§ The exercise
In the text on speeding up a Kalman filter with codegen, translate this sentence into Spanish: "The kalmanfilter function requires the noisy sine wave as the input."

§ Text to read
□ □ □ □

Run filterNoisySignal.m and measure the speed of execution.

tic;totVal = filterNoisySignal;t1 = toc;
fprintf('Original Algorithm Simulation Time: %4.1f seconds\n',t1);
Original Algorithm Simulation Time: 21.7 seconds

### Accelerate the Kalman Filter Using codegen

Call the codegen function on kalmanfilter, and generate its MEX equivalent, kalmanfilter_mex.

The kalmanfilter function requires the noisy sine wave as the input.

Sig = dsp.SineWave('SamplesPerFrame',4000,'SampleRate',19200); % Create the Signal Source
R = 0.02;                           % Measurement noise covariance
trueVal = step(Sig);                % Actual values
noisyVal = trueVal + sqrt(R)*randn; % Noisy measurements
codegen -args {noisyVal} kalmanfilter.m

Replace kalmanfilter(noisyVal) in filterNoisySignal function with kalmanfilter_mex(noisyVal). Name this function as filterNoisySignal_codegen

function totVal = filterNoisySignal_codegen
% Create the signal source
Sig = dsp.SineWave('SamplesPerFrame',4000,'SampleRate',19200);
totVal = zeros(4000,500);
R  = 0.02;
clear kalmanfilter_mex;
% Iteration loop to estimate the sine wave signal
for i = 1 : 500
trueVal = Sig();                        % Actual values
noisyVal = trueVal + sqrt(R)*randn;     % Noisy measurements
estVal = kalmanfilter_mex(noisyVal);    % Sine wave estimated by Kalman filter
totVal(:,i) = estVal; % Store the entire sine wave
end

Run filterNoisySignal_codegen and measure the speed of execution.

tic; totValcodegen = filterNoisySignal_codegen; t2 = toc;
fprintf('Algorithm Simulation Time with codegen: %5f seconds\n',t2);
fprintf('Speedup with codegen is %0.1f',t1/t2);
Algorithm Simulation Time with codegen: 0.095480 seconds
Speedup with codegen is 227.0

The Kalman filter algorithm implements several matrix multiplications. codegen uses the Basic Linear Algebra Subroutines (BLAS) libraries to perform these multiplications. These libraries generate a highly optimized code, hence giving a speedup gain of 227.

□ □ □ □

§ Supplied records
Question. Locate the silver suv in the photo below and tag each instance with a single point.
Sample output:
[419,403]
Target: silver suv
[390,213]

□ □ □ □

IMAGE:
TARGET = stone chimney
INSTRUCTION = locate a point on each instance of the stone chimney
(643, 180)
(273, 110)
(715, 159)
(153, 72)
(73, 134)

□ □ □ □

§ Written reply
La función kalmanfilter requiere la onda sinusoidal ruidosa como entrada.